The summer of 2023 was a great season for uncomfortable films to watch with your Japanese father. I was unsure of how he’d react to “Oppenheimer,” considering we’d only gotten back from Hiroshima the month before. I even tried watching less controversial movies with him, but he slept through Itami’s “The Funeral” and played on his iPad while I watched “Hausu.”
Hayao Miyazaki films were always the safest bet — this I knew from years of watching Ghibli movies from my dad’s beloved DVD collection. But when our Japanese DVD player died, we lost the only way to play these films. Neither of us were capable of changing the regional settings on an American disc player. And so followed years of me dragging my dad to arthouse screenings and of him complaining that he’d never trust me to take him to another movie ever again.
Until this summer, when I rediscovered the DVD section of the library and haven’t turned back since. I checked out “Nausicaä,” and watched the movie with my dad for the first time in years.
I love “Nausicaä” for the bridge it has built me across the Pacific Ocean. But I love it even more for its condemning messages regarding sexism, the environment and nuclear war.

■ EXERCISE DATA:
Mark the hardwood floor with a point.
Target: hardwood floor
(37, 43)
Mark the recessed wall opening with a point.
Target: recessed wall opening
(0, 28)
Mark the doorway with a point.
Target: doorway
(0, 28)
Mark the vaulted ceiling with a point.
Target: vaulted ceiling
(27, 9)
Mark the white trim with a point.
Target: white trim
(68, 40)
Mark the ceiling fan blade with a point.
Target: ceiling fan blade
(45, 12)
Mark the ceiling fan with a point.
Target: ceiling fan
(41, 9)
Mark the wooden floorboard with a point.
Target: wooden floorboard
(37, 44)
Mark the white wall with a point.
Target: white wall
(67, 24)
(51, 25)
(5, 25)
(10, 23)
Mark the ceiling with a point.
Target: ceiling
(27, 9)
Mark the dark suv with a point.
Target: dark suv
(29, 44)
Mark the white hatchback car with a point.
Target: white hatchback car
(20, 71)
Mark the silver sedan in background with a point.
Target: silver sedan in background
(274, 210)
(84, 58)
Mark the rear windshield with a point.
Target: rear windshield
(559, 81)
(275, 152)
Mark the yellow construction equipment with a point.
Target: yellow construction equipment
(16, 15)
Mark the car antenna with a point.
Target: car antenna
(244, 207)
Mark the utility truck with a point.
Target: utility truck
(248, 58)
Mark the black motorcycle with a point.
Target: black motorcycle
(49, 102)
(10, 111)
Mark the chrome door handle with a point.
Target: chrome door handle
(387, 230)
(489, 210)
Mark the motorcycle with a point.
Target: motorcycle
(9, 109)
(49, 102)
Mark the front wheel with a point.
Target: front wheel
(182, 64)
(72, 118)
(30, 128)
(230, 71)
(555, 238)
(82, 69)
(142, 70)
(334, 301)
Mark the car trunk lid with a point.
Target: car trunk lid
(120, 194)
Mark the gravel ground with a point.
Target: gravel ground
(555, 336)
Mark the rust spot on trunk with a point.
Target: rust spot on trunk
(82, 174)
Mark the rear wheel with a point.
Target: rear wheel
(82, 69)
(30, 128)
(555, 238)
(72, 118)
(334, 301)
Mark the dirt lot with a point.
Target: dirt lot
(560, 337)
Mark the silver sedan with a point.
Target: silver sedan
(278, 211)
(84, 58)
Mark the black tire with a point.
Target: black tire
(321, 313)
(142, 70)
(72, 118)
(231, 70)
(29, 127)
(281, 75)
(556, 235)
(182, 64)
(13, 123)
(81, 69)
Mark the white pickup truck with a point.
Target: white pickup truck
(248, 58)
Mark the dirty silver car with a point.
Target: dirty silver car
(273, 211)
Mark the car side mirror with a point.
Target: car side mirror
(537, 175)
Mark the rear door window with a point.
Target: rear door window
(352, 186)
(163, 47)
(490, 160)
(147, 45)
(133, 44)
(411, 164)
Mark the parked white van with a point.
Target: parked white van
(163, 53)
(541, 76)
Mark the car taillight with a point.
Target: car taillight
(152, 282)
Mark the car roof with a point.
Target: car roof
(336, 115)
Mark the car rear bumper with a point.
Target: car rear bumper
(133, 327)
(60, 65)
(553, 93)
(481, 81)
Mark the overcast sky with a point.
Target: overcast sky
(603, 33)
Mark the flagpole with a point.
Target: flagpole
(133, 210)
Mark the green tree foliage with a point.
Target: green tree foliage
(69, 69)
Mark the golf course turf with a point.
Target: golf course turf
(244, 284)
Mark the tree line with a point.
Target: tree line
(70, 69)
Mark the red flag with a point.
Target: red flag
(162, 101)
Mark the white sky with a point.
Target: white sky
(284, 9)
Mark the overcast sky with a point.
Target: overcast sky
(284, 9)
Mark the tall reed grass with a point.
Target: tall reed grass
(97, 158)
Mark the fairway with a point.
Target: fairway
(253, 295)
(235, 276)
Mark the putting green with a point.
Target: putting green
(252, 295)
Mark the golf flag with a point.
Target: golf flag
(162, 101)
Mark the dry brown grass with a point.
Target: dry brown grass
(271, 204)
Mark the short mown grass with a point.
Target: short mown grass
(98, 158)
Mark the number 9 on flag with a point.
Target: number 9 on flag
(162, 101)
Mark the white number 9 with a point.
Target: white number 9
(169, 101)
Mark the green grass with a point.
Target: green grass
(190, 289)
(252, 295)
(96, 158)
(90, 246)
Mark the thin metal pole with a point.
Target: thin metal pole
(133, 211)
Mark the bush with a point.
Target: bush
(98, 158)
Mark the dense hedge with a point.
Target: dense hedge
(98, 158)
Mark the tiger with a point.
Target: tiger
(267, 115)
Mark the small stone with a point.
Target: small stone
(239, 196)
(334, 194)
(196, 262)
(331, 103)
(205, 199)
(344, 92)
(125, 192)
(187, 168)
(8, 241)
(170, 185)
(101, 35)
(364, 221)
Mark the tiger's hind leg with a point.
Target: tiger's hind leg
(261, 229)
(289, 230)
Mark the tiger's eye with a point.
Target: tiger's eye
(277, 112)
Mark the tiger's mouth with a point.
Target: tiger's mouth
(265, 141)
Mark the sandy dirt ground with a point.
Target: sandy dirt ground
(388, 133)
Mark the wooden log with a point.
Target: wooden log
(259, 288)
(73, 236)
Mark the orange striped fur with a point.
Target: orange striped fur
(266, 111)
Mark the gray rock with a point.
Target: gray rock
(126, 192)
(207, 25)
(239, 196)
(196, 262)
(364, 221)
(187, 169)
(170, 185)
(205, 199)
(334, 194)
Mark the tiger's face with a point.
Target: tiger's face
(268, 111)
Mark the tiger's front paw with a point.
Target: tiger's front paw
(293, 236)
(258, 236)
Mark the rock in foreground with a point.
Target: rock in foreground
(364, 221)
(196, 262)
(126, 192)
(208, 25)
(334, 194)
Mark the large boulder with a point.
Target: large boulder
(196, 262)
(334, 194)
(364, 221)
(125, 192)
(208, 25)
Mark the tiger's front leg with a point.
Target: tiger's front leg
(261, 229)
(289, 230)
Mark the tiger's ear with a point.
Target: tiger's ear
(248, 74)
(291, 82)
...
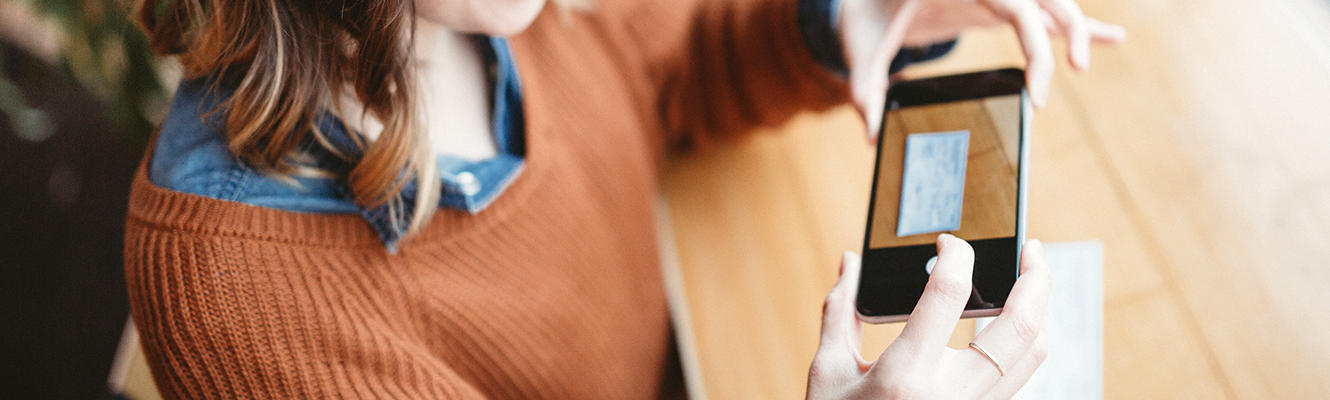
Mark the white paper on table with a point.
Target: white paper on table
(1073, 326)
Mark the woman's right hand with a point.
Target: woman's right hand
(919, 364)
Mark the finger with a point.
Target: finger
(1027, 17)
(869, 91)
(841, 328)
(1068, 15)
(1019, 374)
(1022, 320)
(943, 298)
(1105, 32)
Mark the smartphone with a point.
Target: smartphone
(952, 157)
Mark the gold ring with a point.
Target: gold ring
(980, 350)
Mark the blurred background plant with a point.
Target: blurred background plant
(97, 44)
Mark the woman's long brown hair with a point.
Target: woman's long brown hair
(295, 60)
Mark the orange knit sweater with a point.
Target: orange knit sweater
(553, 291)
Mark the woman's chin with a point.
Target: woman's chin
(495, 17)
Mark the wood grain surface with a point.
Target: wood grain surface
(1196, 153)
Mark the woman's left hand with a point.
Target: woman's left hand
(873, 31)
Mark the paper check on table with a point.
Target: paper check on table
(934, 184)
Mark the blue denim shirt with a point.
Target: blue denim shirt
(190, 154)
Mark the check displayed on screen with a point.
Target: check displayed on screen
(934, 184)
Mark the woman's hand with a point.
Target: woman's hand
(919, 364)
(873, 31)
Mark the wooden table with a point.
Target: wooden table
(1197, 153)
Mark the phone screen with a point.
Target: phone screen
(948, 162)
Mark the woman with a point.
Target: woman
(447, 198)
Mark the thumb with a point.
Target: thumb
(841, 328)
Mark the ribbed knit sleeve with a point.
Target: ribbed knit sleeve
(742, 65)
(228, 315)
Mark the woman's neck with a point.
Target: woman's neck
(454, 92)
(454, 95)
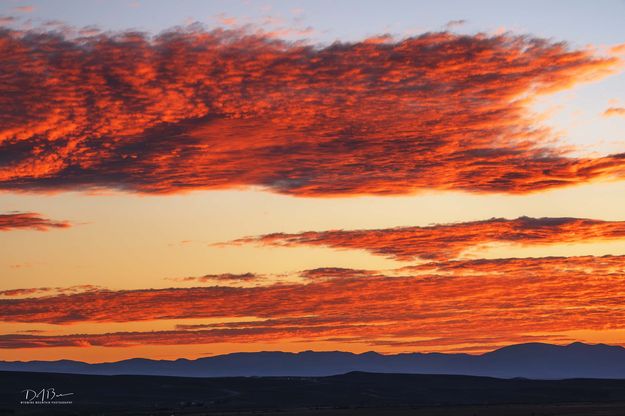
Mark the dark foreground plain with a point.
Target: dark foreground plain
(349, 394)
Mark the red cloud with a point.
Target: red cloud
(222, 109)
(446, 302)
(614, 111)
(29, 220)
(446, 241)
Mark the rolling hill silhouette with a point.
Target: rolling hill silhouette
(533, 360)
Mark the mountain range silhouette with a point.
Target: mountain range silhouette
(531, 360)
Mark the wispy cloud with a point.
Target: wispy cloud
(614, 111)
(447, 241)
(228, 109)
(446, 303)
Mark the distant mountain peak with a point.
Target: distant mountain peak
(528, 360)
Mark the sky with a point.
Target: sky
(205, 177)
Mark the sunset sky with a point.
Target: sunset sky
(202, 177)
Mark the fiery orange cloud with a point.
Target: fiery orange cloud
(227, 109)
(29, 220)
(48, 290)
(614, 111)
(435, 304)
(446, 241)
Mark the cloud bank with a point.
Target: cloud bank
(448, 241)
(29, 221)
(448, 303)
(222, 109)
==
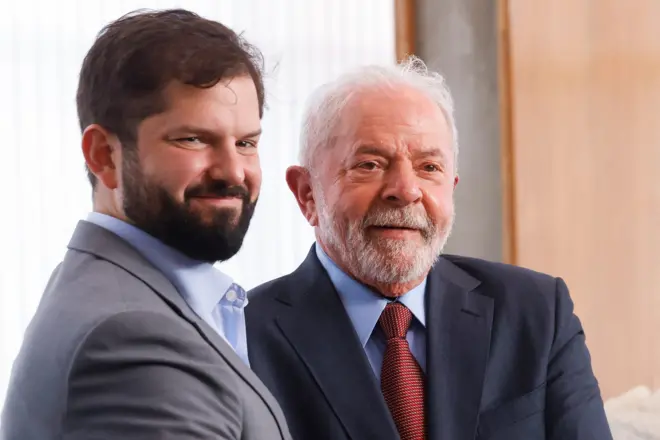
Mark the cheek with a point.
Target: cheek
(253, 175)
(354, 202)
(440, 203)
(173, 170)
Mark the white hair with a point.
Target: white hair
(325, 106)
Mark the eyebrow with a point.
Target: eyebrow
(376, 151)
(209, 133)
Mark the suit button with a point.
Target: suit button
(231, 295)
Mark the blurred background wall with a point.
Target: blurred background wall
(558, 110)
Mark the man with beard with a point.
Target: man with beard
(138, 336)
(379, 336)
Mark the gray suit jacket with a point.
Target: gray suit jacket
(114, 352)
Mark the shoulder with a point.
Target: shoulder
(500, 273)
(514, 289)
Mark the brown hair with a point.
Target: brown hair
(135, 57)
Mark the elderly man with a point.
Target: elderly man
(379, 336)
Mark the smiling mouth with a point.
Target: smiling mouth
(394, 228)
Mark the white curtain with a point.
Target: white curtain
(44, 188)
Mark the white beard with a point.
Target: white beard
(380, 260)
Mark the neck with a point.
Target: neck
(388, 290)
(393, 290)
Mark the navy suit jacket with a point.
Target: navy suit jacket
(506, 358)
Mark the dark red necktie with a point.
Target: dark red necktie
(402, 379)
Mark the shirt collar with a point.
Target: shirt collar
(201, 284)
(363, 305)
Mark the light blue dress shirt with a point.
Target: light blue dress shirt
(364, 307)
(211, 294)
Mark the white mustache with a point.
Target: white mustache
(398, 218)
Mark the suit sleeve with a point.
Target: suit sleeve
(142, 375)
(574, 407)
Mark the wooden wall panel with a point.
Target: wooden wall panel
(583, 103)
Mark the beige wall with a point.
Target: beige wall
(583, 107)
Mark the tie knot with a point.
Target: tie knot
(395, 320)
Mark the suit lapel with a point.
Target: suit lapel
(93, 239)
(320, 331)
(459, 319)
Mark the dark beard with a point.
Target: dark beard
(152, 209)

■ REQUIRED ACTION A:
In the passage about watching movies with the writer's father, what film did the writer check out from the library?
■ REQUIRED ACTION B:
From the passage about watching movies with the writer's father, return the part that opens with the words containing "Until this summer, when" and closes with "and nuclear war.".

■ WRITTEN RESPONSE A:
"Nausicaä"

■ WRITTEN RESPONSE B:
Until this summer, when I rediscovered the DVD section of the library and haven’t turned back since. I checked out “Nausicaä,” and watched the movie with my dad for the first time in years.
I love “Nausicaä” for the bridge it has built me across the Pacific Ocean. But I love it even more for its condemning messages regarding sexism, the environment and nuclear war.